### SELECTED EXCERPT
------------------------

# root bind



## blondlebanese (Oct 26, 2014)

how important is it to let a plant become root bound before transplanting it?


----------



## Rosebud (Oct 26, 2014)

If your plant is root bound, transplant it.  IF it isn't don't.


----------



## blondlebanese (Oct 26, 2014)

ok clear enough.  but,  what is the purpose of letting the roots over crowd?  wouldn't it be better to give roots more room before they get bound up?


----------



## JustAnotherAntMarching (Oct 26, 2014)

Im a fan of the Airpots as well....  great root growth multi


----------



## Rosebud (Oct 26, 2014)

I use smart pots as they air prune the roots as they grow out of the pot. There is no good reason to have roots bound. It doesn't help anything if that is what you are thinking.

Yes, you are correct more room is better for the plant to transplant then keep them crowded.

Nice roots Multi.


----------



## Hushpuppy (Oct 26, 2014)

------------------------

### DATASET RECORDS
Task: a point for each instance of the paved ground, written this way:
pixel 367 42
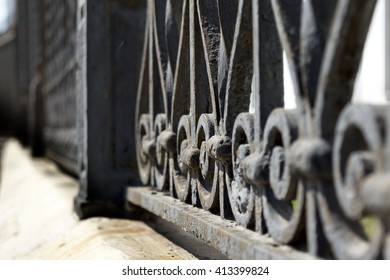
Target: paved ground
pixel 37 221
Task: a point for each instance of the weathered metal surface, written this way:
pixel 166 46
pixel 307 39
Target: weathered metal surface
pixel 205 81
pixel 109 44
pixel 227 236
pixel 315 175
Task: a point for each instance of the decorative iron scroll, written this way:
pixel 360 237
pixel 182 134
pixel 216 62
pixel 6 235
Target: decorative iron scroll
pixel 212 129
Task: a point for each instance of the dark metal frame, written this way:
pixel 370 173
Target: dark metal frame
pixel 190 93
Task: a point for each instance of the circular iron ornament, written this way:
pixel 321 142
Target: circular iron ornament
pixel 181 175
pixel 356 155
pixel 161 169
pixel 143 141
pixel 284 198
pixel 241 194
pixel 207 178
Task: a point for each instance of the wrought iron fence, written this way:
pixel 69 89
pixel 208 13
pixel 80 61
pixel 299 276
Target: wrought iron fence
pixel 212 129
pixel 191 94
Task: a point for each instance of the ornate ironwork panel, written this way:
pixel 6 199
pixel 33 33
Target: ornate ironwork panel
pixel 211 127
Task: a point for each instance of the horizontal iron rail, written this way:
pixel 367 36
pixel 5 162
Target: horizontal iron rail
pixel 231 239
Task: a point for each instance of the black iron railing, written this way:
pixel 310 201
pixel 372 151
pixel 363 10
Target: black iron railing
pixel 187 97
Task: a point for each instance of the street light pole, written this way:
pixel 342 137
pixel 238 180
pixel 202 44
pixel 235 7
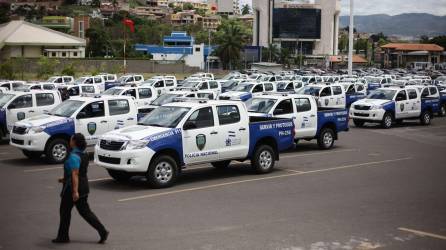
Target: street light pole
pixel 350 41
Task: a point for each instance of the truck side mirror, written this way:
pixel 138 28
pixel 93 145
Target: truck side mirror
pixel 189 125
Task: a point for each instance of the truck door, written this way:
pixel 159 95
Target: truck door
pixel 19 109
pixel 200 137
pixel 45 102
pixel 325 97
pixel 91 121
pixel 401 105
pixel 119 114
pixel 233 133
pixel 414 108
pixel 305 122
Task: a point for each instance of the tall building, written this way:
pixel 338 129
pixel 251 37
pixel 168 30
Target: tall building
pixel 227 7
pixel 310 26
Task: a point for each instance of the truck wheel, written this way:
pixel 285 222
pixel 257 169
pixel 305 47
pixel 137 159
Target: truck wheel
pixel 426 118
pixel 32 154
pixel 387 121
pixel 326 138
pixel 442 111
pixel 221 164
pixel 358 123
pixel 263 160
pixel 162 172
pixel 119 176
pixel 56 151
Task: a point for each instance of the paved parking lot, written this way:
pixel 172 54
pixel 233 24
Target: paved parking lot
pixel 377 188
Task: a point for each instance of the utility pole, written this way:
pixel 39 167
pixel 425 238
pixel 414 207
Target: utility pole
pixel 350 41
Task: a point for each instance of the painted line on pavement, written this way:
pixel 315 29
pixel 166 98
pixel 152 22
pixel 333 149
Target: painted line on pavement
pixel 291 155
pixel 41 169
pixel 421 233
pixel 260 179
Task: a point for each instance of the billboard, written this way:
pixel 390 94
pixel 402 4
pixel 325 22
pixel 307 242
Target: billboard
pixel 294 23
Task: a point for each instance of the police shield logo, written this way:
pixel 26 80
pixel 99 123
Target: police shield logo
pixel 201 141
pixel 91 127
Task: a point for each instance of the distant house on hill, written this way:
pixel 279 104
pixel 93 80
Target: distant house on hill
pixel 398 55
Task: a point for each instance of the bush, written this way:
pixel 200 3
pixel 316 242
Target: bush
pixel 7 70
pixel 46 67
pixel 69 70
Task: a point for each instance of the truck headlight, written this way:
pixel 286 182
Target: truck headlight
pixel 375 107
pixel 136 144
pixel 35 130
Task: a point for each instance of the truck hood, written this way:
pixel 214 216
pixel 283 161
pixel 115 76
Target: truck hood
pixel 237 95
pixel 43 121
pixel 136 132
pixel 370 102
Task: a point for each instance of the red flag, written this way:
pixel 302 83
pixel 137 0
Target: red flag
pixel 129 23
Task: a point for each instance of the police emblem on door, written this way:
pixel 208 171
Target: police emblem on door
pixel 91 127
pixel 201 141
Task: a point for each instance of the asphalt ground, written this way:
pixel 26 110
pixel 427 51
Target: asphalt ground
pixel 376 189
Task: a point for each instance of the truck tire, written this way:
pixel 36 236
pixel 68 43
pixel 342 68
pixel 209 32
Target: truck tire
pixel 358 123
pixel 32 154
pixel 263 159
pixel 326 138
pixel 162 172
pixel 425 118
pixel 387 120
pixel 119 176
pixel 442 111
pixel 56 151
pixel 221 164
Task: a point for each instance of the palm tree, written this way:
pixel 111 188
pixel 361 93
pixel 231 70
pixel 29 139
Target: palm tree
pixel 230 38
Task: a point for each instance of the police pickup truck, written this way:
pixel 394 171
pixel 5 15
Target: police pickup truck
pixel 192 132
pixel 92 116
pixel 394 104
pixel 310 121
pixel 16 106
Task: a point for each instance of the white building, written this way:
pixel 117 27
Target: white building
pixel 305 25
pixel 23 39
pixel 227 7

------------------------

### TO DO
A. Decide whether each statement below agrees with the forum thread on root binding. Answer yes or no for each, and quote the words from the thread that settle it.
(i) Rosebud uses smart pots because they air prune the roots.
(ii) JustAnotherAntMarching says he is a fan of smart pots.
(iii) Rosebud holds that letting roots become bound helps the plant.
B. Pick up the forum thread on root binding at its final heading, and write the post that follows it.

### RESPONSES TO THE EXERCISE
A.
(i) Yes: "I use smart pots as they air prune the roots as they grow out of the pot."
(ii) No: "Im a fan of the Airpots as well...."
(iii) No: "There is no good reason to have roots bound. It doesn't help anything if that is what you are thinking."

B.
You will find, if you have a plant in a plastic 12oz cup and it is growing really well, that if you then transplant it to a 3-5gallon pot of medium, it will quit growing and just sit there for a period of time that could be as much as a couple weeks. The reason is that the plant has paused its veg growth so that it can grow the root mass. Once the root mass has reached a stopping point, then the veg will take off again. So it doesn't matter a whole lot about "root bind" in smaller pots versus "root freedom" in huge pots. 

It is a factor that very much affects the plants, but you can grow a nice plant in a 2ltr bottle and watch it get seriously root bound, and if you feed and water it properly, it will still grow and produce quite nicely. I once grew a plant in a 16oz plastic dinner glass as a part of a contest and that one plant produced 1oz of dry bud.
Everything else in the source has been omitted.